| WHAT YOU HAVE TO DO |
Starting at the line that has "[segment] <item>blurred background</item>" and continuing to the end of the material, rewrite those lines with "even-odd" changed to "nonzero" and nothing else altered. Give only those lines.

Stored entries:
>>>

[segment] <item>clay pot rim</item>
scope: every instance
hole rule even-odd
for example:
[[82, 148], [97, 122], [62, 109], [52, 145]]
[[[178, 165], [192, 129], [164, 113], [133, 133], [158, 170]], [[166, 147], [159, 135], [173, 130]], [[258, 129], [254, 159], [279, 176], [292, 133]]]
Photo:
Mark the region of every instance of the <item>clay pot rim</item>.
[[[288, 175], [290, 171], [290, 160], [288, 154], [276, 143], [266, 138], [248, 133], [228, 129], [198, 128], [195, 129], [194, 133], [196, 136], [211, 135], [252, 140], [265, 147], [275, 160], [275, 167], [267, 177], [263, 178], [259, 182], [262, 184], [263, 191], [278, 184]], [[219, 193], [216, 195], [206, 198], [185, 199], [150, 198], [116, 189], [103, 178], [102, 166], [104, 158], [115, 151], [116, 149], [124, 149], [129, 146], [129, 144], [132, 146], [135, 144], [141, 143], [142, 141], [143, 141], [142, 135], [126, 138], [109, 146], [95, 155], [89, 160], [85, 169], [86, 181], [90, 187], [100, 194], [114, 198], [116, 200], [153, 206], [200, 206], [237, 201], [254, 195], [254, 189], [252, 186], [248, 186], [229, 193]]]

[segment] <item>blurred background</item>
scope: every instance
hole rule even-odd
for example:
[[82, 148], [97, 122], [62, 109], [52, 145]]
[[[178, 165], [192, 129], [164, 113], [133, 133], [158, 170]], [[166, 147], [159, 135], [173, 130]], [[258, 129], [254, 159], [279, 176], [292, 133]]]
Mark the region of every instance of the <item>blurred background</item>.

<<<

| RESULT |
[segment] <item>blurred background</item>
scope: every instance
hole rule nonzero
for example:
[[82, 148], [97, 122], [62, 109], [52, 145]]
[[[178, 165], [192, 129], [164, 113], [133, 133], [158, 170]], [[166, 147], [159, 135], [173, 130]], [[258, 129], [254, 159], [279, 176], [292, 133]]]
Mark the region of every instance of the <item>blurred background</item>.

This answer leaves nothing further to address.